Task prompt: According to the text about Phineas Gage below, where are Gage's skull and the iron tamping rod on display today?

BEGIN Given text

According to Harlow, he had no balance between his intellectual side and animalistic side causing him to act out in a way that was not socially acceptable. He could no longer stick to the plans he had prior to the accident or even after and would even utter profanity and disturbing content in public. He also had no regard for how his actions or words were affecting those around him, and due to this lost a lot of friends. Since he was now jobless and friendless he went to New Hampshire driving coaches and then eventually went to San Francisco to be with family.

Around 1859, his health began to fail again and he went to San Francisco to live with his mother and sister who had moved there at the beginning of the gold-rush in hope of fortune. After Gage regained his health he was anxious to work but found a job on a farm in Santa Clara County. In February 1860, he began to have epileptic seizures that were most likley from either an infection or the accident itself, although it is still unclear as the records aren’t as in depth as they are today. In May of 1860, 11 years after the accident, Gage passed away in California.

It was the next year that I was sitting in Darrin Roger’s office when he pulled out a 3D printed model of the actual skull, painted and everything. He was by far my favorite professor in the psychology department, and always puts a smile on my face as he offers candy and enthusiastically waves to his students in the hallways.

The skull looked almost real, the only defining thing being the weight. His excitement about striked me and brought back the feeling of intense curiosity that I first had when I saw the skull. As we spent half an hour just admiring the skull and talking about the wonders of psychology. The conversation started with Phineas but somehow at the end he was almost forgotten as we chatted like old friends about whatever we could think about for the rest of his office hours that day.

Gage was an important part of not only psychology but also neuroscience and seen as paving the way for the first brain surgery that would take place in 1855. During the 19th century it was a huge debate between the medical and science community about the different areas of the brain. Did they each control a different aspect of the body? The personality? No one knew, but the damage to his frontal lobe and the personality changes proved that each part of the brain controls different behaviors. To this day Gage’s skull and the iron tamping rod are on display at a permanent exhibition at Harvard Medical School’s Warren Anatomical Museum in Cambridge, Massachusetts.

Even today, going into my Senior year at Fredonia, I have kept that Introduction to Psychology textbook. The purple cover tattered and ripped, either from being in my backpack or the constant flipping through I have done over the years. The goldfish on the front being the only undamaged part, and the chapters still bookmarked with labels that somehow have held up very well. Every so often finds myself flipping through it remembering what pulled me into the love I have for Psychology.

END Given text
BEGIN Information supplied

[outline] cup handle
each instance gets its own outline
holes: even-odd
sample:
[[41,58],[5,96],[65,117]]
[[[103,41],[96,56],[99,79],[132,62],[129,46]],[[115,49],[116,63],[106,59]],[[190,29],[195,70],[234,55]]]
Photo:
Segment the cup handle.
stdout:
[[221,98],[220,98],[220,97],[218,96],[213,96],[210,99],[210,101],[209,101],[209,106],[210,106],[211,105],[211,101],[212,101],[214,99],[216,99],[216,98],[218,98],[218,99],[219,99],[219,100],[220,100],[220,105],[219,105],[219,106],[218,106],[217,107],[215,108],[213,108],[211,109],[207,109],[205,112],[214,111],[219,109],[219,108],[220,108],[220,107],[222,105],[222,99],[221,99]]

END Information supplied

Output for this exercise: They are on display in a permanent exhibition at Harvard Medical School's Warren Anatomical Museum in Cambridge, Massachusetts.